The participants in this solicitation may include the directors of
Entergy (Robert v.d. Luft, Maureen S. Bateman, W. Frank Blount, George
W. Davis, Norman C. Francis, Wayne Leonard, Thomas F. McLarty, III,
Kathleen A. Murphy, Paul W. Murrill, James R. Nichols, William A.
Percy, II, Dennis H. Reilley, Wm. Clifford Smith and Bismark A.
Steinhagen) and the officers of Entergy and its subsidiaries (Wayne
Leonard, Chief Executive Officer, Donald C. Hintz, President, Jerry D.
Jackson, Executive Vice President, C. John Wilder, Executive Vice
President and Chief Financial Officer, Frank F. Gallaher, Senior Vice
President, Generation, Transmission and Energy Management, Richard J.
Smith, Senior Vice President, Transition Management, Michael G.

Raw records:
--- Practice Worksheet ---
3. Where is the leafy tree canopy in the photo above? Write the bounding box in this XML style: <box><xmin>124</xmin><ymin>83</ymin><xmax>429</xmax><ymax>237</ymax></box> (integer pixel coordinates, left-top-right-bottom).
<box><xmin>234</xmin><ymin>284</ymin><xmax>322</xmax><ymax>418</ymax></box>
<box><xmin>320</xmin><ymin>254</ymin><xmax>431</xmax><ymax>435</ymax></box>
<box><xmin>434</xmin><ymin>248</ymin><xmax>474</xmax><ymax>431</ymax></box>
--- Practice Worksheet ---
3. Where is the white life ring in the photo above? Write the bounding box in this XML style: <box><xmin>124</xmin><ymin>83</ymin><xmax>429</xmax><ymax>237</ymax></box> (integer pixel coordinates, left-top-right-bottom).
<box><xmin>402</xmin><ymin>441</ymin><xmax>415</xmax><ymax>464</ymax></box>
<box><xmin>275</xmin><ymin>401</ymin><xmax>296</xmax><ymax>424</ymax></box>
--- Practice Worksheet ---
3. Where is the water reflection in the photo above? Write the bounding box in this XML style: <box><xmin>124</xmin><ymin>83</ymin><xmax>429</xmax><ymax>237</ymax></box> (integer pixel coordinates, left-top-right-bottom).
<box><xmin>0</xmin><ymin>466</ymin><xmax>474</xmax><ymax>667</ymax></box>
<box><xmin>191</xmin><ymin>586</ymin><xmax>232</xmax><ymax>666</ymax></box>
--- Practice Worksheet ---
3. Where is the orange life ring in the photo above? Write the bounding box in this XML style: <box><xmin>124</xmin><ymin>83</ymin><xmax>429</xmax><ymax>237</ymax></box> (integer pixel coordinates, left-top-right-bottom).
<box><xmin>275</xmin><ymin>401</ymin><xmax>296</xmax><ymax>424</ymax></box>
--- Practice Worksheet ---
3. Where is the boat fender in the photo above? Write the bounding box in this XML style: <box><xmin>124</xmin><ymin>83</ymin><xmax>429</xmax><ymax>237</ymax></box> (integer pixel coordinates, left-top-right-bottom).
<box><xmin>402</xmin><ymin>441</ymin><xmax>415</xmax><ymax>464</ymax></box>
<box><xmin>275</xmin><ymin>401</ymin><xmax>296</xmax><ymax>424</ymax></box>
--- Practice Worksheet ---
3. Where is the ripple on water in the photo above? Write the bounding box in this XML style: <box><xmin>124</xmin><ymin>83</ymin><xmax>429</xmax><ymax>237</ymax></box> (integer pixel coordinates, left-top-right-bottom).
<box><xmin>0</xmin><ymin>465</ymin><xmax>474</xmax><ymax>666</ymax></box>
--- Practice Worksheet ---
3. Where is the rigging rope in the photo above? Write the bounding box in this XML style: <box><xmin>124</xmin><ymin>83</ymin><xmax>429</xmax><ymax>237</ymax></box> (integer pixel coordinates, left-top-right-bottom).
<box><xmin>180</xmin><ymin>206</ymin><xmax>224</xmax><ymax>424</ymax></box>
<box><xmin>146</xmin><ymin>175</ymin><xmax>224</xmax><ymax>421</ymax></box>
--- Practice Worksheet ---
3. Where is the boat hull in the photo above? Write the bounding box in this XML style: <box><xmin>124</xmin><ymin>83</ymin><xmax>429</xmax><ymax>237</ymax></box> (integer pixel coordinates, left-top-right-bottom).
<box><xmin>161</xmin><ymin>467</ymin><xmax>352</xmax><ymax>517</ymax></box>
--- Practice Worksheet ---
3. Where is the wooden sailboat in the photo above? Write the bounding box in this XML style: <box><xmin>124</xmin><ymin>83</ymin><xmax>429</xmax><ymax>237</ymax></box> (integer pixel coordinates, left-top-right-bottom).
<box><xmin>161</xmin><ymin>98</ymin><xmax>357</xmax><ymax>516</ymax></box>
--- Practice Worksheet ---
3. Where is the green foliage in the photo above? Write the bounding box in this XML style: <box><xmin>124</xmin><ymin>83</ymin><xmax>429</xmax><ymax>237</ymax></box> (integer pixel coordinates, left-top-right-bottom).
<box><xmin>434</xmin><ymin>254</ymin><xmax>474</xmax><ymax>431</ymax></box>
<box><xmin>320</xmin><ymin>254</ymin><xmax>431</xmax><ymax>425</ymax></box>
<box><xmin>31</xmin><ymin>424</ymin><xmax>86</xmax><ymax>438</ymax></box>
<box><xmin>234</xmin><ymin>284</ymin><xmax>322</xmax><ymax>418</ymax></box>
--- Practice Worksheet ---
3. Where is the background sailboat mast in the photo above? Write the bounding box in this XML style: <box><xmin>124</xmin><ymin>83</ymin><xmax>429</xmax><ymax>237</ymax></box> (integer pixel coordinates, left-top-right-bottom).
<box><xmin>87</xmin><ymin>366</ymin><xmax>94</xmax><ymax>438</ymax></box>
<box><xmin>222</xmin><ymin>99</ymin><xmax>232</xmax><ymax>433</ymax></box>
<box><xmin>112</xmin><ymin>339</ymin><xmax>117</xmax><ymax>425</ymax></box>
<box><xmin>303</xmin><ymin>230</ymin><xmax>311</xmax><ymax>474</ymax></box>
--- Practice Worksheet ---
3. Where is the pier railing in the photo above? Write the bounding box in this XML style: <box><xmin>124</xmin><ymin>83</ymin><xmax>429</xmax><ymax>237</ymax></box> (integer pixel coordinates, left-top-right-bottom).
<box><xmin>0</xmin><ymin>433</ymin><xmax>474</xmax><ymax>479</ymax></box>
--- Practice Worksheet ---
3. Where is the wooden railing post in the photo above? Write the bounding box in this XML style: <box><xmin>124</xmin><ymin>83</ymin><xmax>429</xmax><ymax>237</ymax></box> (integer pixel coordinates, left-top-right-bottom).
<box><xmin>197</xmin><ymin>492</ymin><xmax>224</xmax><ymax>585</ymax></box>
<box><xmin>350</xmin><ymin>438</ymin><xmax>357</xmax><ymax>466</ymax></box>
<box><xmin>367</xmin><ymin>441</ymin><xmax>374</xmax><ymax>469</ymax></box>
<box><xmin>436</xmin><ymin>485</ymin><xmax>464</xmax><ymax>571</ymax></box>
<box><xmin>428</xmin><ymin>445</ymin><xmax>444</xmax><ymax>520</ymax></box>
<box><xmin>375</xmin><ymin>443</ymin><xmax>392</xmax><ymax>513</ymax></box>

Problem 1:
According to the Entergy solicitation text, what is C. John Wilder's title?
Problem 2:
Copy the Entergy solicitation text word for word, from "Percy, II, Dennis" to "Management, Richard J.".

Correct output 1:
Executive Vice President and Chief Financial Officer

Correct output 2:
Percy, II, Dennis H. Reilley, Wm. Clifford Smith and Bismark A.
Steinhagen) and the officers of Entergy and its subsidiaries (Wayne
Leonard, Chief Executive Officer, Donald C. Hintz, President, Jerry D.
Jackson, Executive Vice President, C. John Wilder, Executive Vice
President and Chief Financial Officer, Frank F. Gallaher, Senior Vice
President, Generation, Transmission and Energy Management, Richard J.